KURZE ÜBUNG => Ordne die folgenden Zeilen als nummerierte Liste an und lass dabei leere Zeilen weg.

VORLIEGENDE DATEN =>

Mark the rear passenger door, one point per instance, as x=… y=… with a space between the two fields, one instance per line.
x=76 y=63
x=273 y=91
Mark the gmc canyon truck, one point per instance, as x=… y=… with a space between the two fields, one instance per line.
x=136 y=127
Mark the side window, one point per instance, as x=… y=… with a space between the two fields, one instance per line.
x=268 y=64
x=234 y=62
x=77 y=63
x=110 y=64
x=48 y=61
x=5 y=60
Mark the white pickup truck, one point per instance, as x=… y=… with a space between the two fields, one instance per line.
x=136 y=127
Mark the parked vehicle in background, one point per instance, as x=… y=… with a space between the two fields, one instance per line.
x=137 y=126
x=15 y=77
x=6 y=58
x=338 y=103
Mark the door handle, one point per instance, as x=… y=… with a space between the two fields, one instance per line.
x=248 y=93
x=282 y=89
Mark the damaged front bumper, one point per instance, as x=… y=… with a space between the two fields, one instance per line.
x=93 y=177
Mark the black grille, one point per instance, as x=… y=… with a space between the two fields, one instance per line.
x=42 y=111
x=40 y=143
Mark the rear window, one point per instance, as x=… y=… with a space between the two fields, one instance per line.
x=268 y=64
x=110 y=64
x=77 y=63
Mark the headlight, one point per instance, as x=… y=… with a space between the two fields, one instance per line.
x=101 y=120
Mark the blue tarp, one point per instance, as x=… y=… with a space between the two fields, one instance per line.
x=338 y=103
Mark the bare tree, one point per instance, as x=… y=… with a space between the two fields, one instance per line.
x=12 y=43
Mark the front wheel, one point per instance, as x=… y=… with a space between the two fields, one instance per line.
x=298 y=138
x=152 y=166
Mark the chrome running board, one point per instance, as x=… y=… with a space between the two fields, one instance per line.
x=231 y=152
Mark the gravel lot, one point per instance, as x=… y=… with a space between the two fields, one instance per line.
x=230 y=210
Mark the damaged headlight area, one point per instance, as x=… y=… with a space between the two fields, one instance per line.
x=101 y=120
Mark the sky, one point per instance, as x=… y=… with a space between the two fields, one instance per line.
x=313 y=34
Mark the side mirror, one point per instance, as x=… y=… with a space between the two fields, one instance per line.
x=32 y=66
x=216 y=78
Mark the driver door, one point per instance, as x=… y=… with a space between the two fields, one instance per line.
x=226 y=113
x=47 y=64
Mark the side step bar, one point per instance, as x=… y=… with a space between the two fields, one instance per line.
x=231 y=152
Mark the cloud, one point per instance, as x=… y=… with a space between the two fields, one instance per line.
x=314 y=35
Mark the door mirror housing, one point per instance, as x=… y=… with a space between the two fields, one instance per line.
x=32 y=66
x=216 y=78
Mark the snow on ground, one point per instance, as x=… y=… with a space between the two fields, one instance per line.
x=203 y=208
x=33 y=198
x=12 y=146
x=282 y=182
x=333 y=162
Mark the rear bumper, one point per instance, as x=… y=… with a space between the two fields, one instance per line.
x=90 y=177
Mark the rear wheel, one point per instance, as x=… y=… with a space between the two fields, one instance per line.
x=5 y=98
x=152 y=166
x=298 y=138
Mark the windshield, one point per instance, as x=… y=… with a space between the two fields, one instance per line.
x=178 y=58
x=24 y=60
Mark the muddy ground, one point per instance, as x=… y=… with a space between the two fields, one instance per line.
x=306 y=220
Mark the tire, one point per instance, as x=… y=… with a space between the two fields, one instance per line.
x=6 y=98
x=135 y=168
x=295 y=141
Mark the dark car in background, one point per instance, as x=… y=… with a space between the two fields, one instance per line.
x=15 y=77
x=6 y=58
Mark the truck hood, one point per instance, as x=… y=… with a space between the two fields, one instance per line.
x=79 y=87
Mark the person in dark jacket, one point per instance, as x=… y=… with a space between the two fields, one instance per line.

LÖSUNG DER AUFGABE =>
1. Mark the rear passenger door, one point per instance, as x=… y=… with a space between the two fields, one instance per line.
2. x=76 y=63
3. x=273 y=91
4. Mark the gmc canyon truck, one point per instance, as x=… y=… with a space between the two fields, one instance per line.
5. x=136 y=127
6. Mark the side window, one point per instance, as x=… y=… with a space between the two fields, one instance per line.
7. x=268 y=64
8. x=234 y=62
9. x=77 y=63
10. x=110 y=64
11. x=48 y=61
12. x=5 y=60
13. Mark the white pickup truck, one point per instance, as x=… y=… with a space between the two fields, one instance per line.
14. x=136 y=127
15. Mark the parked vehicle in background, one point per instance, as x=… y=… with a space between the two fields, one instance per line.
16. x=137 y=126
17. x=15 y=77
18. x=6 y=58
19. x=338 y=103
20. Mark the door handle, one point per instance, as x=… y=… with a space between the two fields, one instance per line.
21. x=248 y=93
22. x=282 y=89
23. Mark the damaged front bumper, one point per instance, as x=… y=… with a space between the two fields, one instance per line.
24. x=93 y=177
25. Mark the black grille, one point per instance, as x=… y=… with a space between the two fields, one instance per line.
26. x=42 y=111
27. x=40 y=143
28. Mark the rear window, one point per instance, as x=… y=… with a space between the two fields, one instance per line.
29. x=268 y=64
30. x=110 y=64
31. x=77 y=63
32. Mark the headlight, one point per instance, as x=… y=… with a space between the two fields, one instance per line.
33. x=101 y=120
34. Mark the blue tarp, one point per instance, as x=… y=… with a space between the two fields, one instance per line.
35. x=338 y=103
36. Mark the bare tree, one point per instance, as x=… y=… with a space between the two fields, one instance per line.
37. x=12 y=43
38. Mark the front wheel, one point per instance, as x=… y=… with a space between the two fields, one instance per line.
39. x=298 y=138
40. x=152 y=166
41. Mark the chrome running board, one point per instance, as x=… y=… with a space between the two fields, one instance per line.
42. x=231 y=152
43. Mark the gravel lot, one point per instance, as x=… y=… with a space between the two fields, one instance per line.
44. x=230 y=210
45. Mark the damaged headlight area, one point per instance, as x=… y=… with a space between the two fields, one instance per line.
46. x=101 y=120
47. Mark the sky, one point per instance, as x=… y=… with a space between the two fields, one instance per line.
48. x=313 y=34
49. Mark the side mirror, one point per instance, as x=… y=… with a space between the two fields, one instance per line.
50. x=32 y=66
51. x=216 y=78
52. Mark the driver door, one point per instance, as x=… y=… with a space between the two fields, one instance per line.
53. x=226 y=113
54. x=47 y=64
55. Mark the side step bar, one point per instance, as x=… y=… with a space between the two fields, one instance per line.
56. x=231 y=152
57. Mark the cloud, one point per instance, as x=… y=… with a space between the two fields, one instance per line.
58. x=314 y=35
59. Mark the door mirror housing, one point per instance, as x=… y=… with a space between the two fields, one instance per line.
60. x=32 y=66
61. x=216 y=78
62. Mark the snow on ground, one point per instance, as x=… y=… with a space between the two fields, one instance per line.
63. x=203 y=208
64. x=33 y=198
65. x=12 y=146
66. x=282 y=182
67. x=333 y=162
68. Mark the rear bumper, one point per instance, as x=… y=… with a space between the two fields, one instance per line.
69. x=90 y=177
70. Mark the rear wheel, one point per instance, as x=… y=… with a space between the two fields, one instance per line.
71. x=5 y=98
72. x=152 y=166
73. x=298 y=138
74. Mark the windshield, one point per instance, as x=… y=… with a space between the two fields, one instance per line.
75. x=178 y=58
76. x=24 y=60
77. Mark the muddy ground, one point per instance, as x=… y=… with a space between the two fields, one instance per line.
78. x=306 y=220
79. Mark the tire, one point per instance, as x=… y=… with a space between the two fields, one instance per line.
80. x=6 y=98
81. x=135 y=168
82. x=295 y=141
83. Mark the dark car in background, one point per instance, as x=… y=… with a space between the two fields, one instance per line.
84. x=15 y=77
85. x=6 y=58
86. Mark the truck hood, one point per instance, as x=… y=… with a space between the two fields, one instance per line.
87. x=79 y=87
88. Mark the person in dark jacket, one point per instance, as x=… y=… with a space between the two fields, one instance per line.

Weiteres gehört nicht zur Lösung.